* **Exercícios propostos**:
(a) Na crônica sobre o otimismo, o narrador conclui que está correta a máxima feminina segundo a qual os homens são bobos e infantis. Explique em que ele se baseia para chegar a essa conclusão.
(b) Responda às perguntas abaixo com base na crônica:
(i) Qual é o nome do pai do narrador?
(ii) Qual era o papel do narrador em todas as turmas de que participou?
(iii) Que autor o narrador cita a propósito das sesmarias?
(c) Enumere todas as cidades em que, segundo a crônica, o narrador morou.

24.4.21

Adeus, otimismo

 Nasci otimista, e assim permaneci por muito tempo. Fui o típico garoto leve; leve de espírito, fique bem claro, pois sempre cultivei minhas gordurinhas. Pensando bem, acho que eu era, de fato, bobo, herança de meu pai. O círculo pelo qual o velho Joaquim transitava, e eu o acompanhava muitas vezes, era cheio de bobos, inclusive ele, donde concluo que a máxima feminina — os homens são bobos e infantis — está correta. É o que somos.

Otimista ou bobo, me tornei sociável e cercado de turmas que, dependendo da cidade em que morava, Passos, Belo Horizonte, São Paulo e Rio de Janeiro, se renovavam. Meu papel em todas era o de fazer o comentário engraçado, rápido, tirando gargalhada dos chegados ao riso e pequeno riso dos sisudos. Esse meu comportamento transbordou até para o ambiente de trabalho. Mais uma vez encontro similaridade com meu pai, só que o ambiente de trabalho dele era a rua, o ponto de encontro dos negociantes, o curral onde estava o gado a ser comprado ou vendido, enquanto o meu, a sala de aula, como aluno ou professor, a repartição pública, algum evento literário.

Como posso dizer otimista ou bobo? Um se confunde com o outro? Não, mas o meu jeito bobo associou-se à certeza de que o futuro seria um tempo no qual todos os problemas estariam resolvidos — novamente tangenciando o velho. Apesar disso, não me tornei cego e conheço o lado obscuro ligado à vida privada — perder amigos, por exemplo — ou a nossa injusta e violenta vida comunitária. No campo do afeto particular, graças ao otimismo, chorei as perdas e segui adiante zelando pela memória dos ausentes. No que diz respeito à convivência em sociedade, acreditei que a política amputaria a injustiça, que, não esqueçamos, é uma característica inaugural de nosso país, estava lá desde a distribuição das sesmarias, cuja sobrevivência, enquanto negócio, como nos ensinou Celso Furtado, só foi possível com a escravidão.

* **Material fornecido**:
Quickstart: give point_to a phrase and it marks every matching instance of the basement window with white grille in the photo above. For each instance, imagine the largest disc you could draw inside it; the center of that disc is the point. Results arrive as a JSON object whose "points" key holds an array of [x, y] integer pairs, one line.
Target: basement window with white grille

* **Respostas a seguir**:
(a) Ele se baseia no círculo que o pai, o velho Joaquim, frequentava, muitas vezes em sua companhia. Esse círculo era cheio de bobos, incluindo o próprio pai.

(b)
(i) Joaquim.
(ii) Fazer o comentário engraçado e rápido.
(iii) Celso Furtado.

(c) Passos, Belo Horizonte, São Paulo e Rio de Janeiro.